■ EXERCISE INPUTS
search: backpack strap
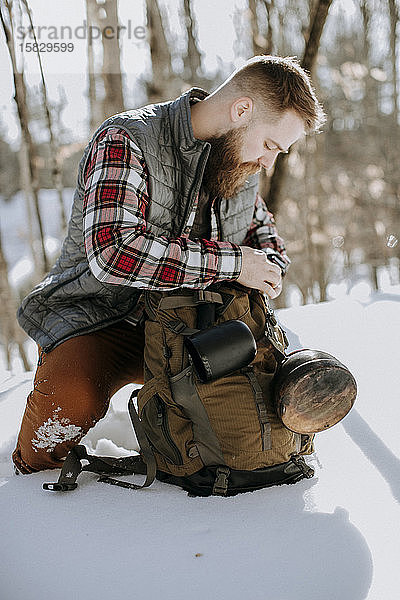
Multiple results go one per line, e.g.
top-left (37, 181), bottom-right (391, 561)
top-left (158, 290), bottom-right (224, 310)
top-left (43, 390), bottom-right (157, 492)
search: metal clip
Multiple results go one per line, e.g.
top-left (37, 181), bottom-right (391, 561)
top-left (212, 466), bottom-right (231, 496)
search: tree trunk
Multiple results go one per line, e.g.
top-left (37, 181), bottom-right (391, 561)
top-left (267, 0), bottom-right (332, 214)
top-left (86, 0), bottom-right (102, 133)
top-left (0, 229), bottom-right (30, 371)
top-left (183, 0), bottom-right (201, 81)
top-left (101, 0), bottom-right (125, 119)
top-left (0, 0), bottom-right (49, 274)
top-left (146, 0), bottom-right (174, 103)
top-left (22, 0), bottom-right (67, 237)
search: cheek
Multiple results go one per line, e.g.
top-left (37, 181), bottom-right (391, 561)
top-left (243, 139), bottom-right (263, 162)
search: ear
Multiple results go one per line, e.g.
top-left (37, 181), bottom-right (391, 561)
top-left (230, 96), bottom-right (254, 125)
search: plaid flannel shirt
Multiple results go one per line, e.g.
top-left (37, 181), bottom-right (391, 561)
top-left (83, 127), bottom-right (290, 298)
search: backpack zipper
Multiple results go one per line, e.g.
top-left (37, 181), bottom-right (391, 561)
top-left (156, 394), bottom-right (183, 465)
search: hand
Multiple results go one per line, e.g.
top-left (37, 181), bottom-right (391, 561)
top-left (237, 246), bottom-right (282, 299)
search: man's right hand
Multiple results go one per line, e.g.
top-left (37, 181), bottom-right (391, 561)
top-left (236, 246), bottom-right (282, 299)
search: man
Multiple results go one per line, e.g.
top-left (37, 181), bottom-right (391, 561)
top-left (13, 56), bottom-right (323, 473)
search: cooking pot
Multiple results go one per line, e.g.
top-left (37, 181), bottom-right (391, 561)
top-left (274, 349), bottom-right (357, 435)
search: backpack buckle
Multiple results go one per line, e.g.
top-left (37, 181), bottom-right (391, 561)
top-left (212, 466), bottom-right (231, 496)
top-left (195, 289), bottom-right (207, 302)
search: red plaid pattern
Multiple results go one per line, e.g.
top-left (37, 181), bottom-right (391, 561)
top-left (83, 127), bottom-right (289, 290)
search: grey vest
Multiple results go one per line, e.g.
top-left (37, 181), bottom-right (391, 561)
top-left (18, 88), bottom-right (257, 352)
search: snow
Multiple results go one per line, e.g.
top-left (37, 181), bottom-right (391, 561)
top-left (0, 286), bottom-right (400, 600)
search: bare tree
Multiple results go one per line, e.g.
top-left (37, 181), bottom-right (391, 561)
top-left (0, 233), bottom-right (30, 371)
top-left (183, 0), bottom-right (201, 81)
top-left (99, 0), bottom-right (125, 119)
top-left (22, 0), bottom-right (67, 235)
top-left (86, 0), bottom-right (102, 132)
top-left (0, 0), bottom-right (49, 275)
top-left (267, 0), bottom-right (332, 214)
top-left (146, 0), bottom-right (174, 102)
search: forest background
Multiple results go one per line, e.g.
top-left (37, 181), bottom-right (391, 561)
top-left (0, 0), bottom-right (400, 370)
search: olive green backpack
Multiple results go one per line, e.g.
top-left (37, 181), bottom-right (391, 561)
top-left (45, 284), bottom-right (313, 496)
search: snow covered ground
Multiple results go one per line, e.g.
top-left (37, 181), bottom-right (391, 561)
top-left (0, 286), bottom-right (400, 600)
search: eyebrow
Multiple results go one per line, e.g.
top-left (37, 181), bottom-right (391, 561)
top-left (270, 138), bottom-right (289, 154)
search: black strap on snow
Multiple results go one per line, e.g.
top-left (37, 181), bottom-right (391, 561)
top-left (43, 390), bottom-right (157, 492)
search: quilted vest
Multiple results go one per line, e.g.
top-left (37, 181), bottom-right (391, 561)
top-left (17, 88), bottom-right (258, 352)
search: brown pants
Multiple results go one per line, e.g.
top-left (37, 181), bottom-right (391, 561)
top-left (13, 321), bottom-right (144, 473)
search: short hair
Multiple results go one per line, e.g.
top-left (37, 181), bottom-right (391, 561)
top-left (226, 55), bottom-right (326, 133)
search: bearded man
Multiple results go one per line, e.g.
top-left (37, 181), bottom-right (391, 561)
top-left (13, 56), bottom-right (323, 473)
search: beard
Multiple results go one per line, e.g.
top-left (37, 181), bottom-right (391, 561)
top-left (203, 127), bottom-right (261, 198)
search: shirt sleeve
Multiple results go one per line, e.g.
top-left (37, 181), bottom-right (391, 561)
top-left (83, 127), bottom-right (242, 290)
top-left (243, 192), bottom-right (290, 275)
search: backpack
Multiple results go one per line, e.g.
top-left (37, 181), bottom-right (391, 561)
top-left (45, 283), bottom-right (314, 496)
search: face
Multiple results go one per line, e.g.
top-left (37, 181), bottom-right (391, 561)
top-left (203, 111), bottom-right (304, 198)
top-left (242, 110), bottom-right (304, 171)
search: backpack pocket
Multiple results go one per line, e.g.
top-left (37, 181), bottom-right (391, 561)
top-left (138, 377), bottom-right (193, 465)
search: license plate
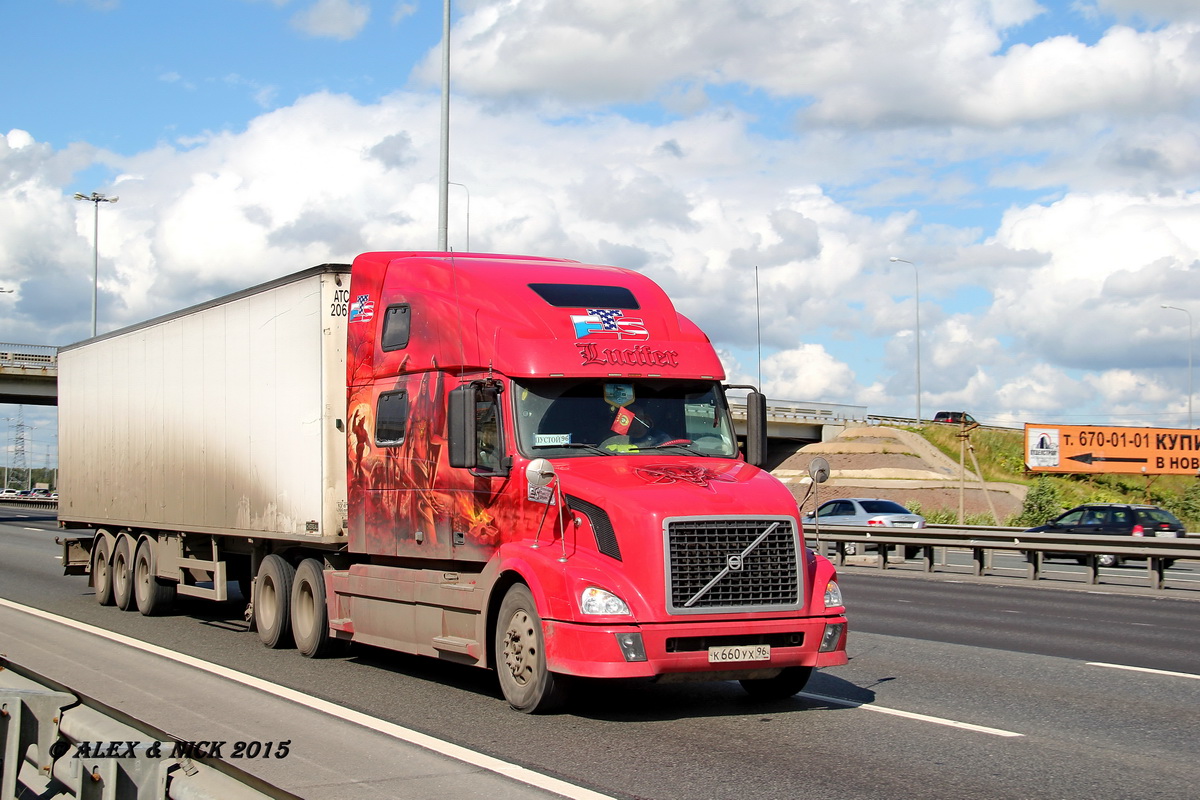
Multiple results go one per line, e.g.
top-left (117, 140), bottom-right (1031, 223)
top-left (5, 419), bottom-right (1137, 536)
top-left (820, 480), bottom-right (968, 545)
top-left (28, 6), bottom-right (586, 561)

■ YOUR TASK
Retype the data above exactly; pictures are not part of the copy.

■ TASK ANSWER
search: backpack strap
Multiple results go one per line, e.g.
top-left (37, 181), bottom-right (391, 561)
top-left (158, 290), bottom-right (224, 310)
top-left (43, 390), bottom-right (157, 492)
search: metal clip
Multiple results go one per line, e.g.
top-left (37, 181), bottom-right (391, 561)
top-left (212, 466), bottom-right (231, 496)
search: tree trunk
Multiple results go one per line, e.g.
top-left (37, 181), bottom-right (391, 561)
top-left (267, 0), bottom-right (332, 214)
top-left (86, 0), bottom-right (102, 133)
top-left (0, 229), bottom-right (30, 371)
top-left (183, 0), bottom-right (201, 81)
top-left (101, 0), bottom-right (125, 119)
top-left (0, 0), bottom-right (49, 274)
top-left (146, 0), bottom-right (174, 103)
top-left (22, 0), bottom-right (67, 237)
search: cheek
Multiple results go one per line, e.g.
top-left (37, 181), bottom-right (391, 561)
top-left (243, 139), bottom-right (263, 162)
search: ear
Multiple results go one per line, e.g.
top-left (37, 181), bottom-right (391, 561)
top-left (230, 96), bottom-right (254, 125)
search: plaid flannel shirt
Multiple results go one per line, e.g.
top-left (37, 181), bottom-right (391, 561)
top-left (83, 127), bottom-right (290, 298)
search: backpack zipper
Multiple results go one per line, e.g.
top-left (37, 181), bottom-right (391, 561)
top-left (156, 394), bottom-right (183, 465)
search: hand
Multiple results go one per line, e.g.
top-left (37, 181), bottom-right (391, 561)
top-left (237, 246), bottom-right (282, 299)
search: man's right hand
Multiple results go one per line, e.g.
top-left (37, 181), bottom-right (391, 561)
top-left (236, 246), bottom-right (282, 299)
search: man
Multiple results go one per line, e.g.
top-left (37, 181), bottom-right (391, 561)
top-left (13, 56), bottom-right (323, 473)
search: cooking pot
Multiple results go one per line, e.g.
top-left (37, 181), bottom-right (391, 561)
top-left (274, 349), bottom-right (357, 435)
search: backpack buckle
Multiple results go one per line, e.g.
top-left (37, 181), bottom-right (391, 561)
top-left (212, 466), bottom-right (231, 496)
top-left (195, 289), bottom-right (207, 302)
search: red plaid pattern
Multiple results go one per line, e.g.
top-left (37, 181), bottom-right (391, 561)
top-left (83, 127), bottom-right (289, 290)
search: grey vest
Multiple results go one per line, e.g.
top-left (37, 181), bottom-right (391, 561)
top-left (18, 88), bottom-right (257, 352)
search: snow
Multiple results go one per line, e.g.
top-left (37, 181), bottom-right (391, 561)
top-left (0, 286), bottom-right (400, 600)
search: bare tree
Multiple results go one per line, e.g.
top-left (37, 181), bottom-right (391, 561)
top-left (0, 233), bottom-right (30, 371)
top-left (183, 0), bottom-right (201, 81)
top-left (99, 0), bottom-right (125, 119)
top-left (22, 0), bottom-right (67, 235)
top-left (86, 0), bottom-right (102, 132)
top-left (0, 0), bottom-right (49, 275)
top-left (267, 0), bottom-right (332, 214)
top-left (146, 0), bottom-right (174, 102)
search: forest background
Multiple results go one per line, e.g.
top-left (37, 181), bottom-right (391, 561)
top-left (0, 0), bottom-right (400, 370)
search: olive green backpack
Multiple results go one per line, e.g.
top-left (37, 181), bottom-right (391, 561)
top-left (45, 284), bottom-right (313, 496)
search: snow covered ground
Multiple results go one per line, e.g.
top-left (37, 181), bottom-right (391, 561)
top-left (0, 286), bottom-right (400, 600)
search: eyebrow
Multiple results go one per line, e.g.
top-left (37, 181), bottom-right (391, 561)
top-left (270, 138), bottom-right (289, 154)
search: black strap on snow
Multiple results go one per line, e.g.
top-left (37, 181), bottom-right (391, 561)
top-left (43, 390), bottom-right (157, 492)
search: quilted vest
Multiple results go one per line, e.g.
top-left (37, 181), bottom-right (391, 561)
top-left (17, 88), bottom-right (258, 352)
search: brown pants
Multiple results go one per line, e.g.
top-left (37, 181), bottom-right (391, 561)
top-left (13, 321), bottom-right (144, 473)
search: short hair
Multiple results go one per line, e.g.
top-left (37, 181), bottom-right (391, 561)
top-left (226, 55), bottom-right (326, 133)
search: bearded man
Multiple results go one per line, e.g.
top-left (37, 181), bottom-right (391, 561)
top-left (13, 56), bottom-right (323, 473)
search: beard
Multiple results go one per line, e.g.
top-left (37, 181), bottom-right (391, 561)
top-left (203, 127), bottom-right (261, 198)
search: shirt sleeve
Multiple results go one per line, e.g.
top-left (37, 181), bottom-right (391, 561)
top-left (83, 127), bottom-right (242, 290)
top-left (243, 192), bottom-right (290, 275)
search: backpack
Multiple results go one per line, e.g.
top-left (37, 181), bottom-right (391, 561)
top-left (45, 283), bottom-right (314, 496)
search: face
Multiple results go one per line, e.g.
top-left (37, 181), bottom-right (391, 561)
top-left (203, 111), bottom-right (304, 198)
top-left (242, 110), bottom-right (304, 171)
search: backpack pocket
Multiple results go one per line, e.g.
top-left (37, 181), bottom-right (391, 561)
top-left (138, 377), bottom-right (193, 465)
search: license plate
Multiple results go one per line, e.g.
top-left (117, 140), bottom-right (1031, 223)
top-left (5, 419), bottom-right (1137, 536)
top-left (820, 480), bottom-right (968, 545)
top-left (28, 6), bottom-right (586, 561)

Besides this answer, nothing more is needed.